◆ **Task brief**: Reproduce everything from "Learning the Body" down to "my morning shower!" in the post below about the writer's fatigue, word for word.

*** Opening Supplied text ***

Friday, January 28, 2022

Learning the Body Dance

"Keep Safe!" she shouts in a general farewell, including everyone in the center, as she bounces to the sign off station. Her hair and skin glow with health, her eyes shine with excitement at her task (though it is routine and quite boring), and her fingers tack busily over the keyboard without doubts or hesitations in a well-remembered sequence of letters and numbers.  

It is 8 pm, closing time at my writing center.

I watch her, a useless, practiced smile sketched under my mask. 

Forgive me, Reader, I confess to lowly envy. The woman I was watching was chronologically older than I. I wondered, for the nth time, at an octogenarian's energy, enthusiasm, and verve at the end of the day, when I, decades younger, feel ready for my nap an hour after my morning shower!

I do not feel the defeating fatigue I once felt any more. But by 2 pm, I am definitely yawning and by 8 pm, my drive home looms like an eternal journey before me. I am surrounded by people who are only kind and consoling. They tell me that I am older; everyone slows down sooner or later; I am not healed yet; after all, my body is tired. It goes on.

*** Closing Supplied text ***
*** Opening The data ***

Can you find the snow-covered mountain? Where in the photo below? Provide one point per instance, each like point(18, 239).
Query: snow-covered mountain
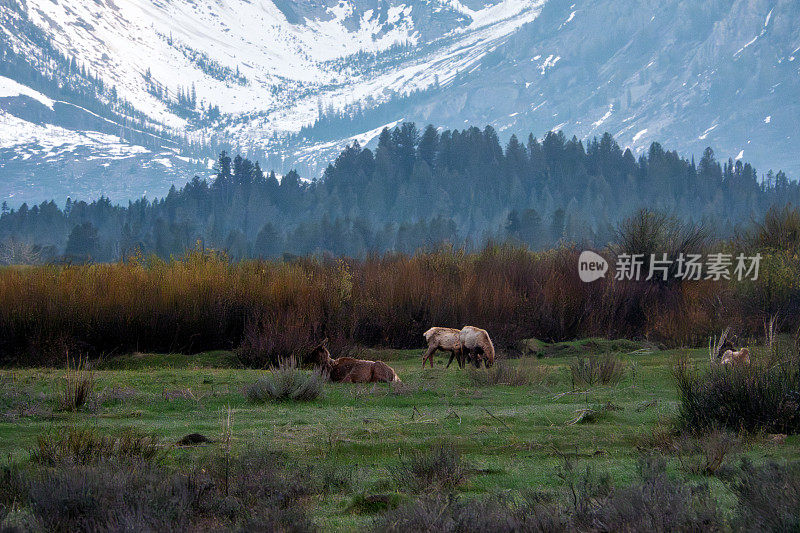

*** Closing The data ***

◆ **Task result**:
Learning the Body Dance

"Keep Safe!" she shouts in a general farewell, including everyone in the center, as she bounces to the sign off station. Her hair and skin glow with health, her eyes shine with excitement at her task (though it is routine and quite boring), and her fingers tack busily over the keyboard without doubts or hesitations in a well-remembered sequence of letters and numbers.  

It is 8 pm, closing time at my writing center.

I watch her, a useless, practiced smile sketched under my mask. 

Forgive me, Reader, I confess to lowly envy. The woman I was watching was chronologically older than I. I wondered, for the nth time, at an octogenarian's energy, enthusiasm, and verve at the end of the day, when I, decades younger, feel ready for my nap an hour after my morning shower!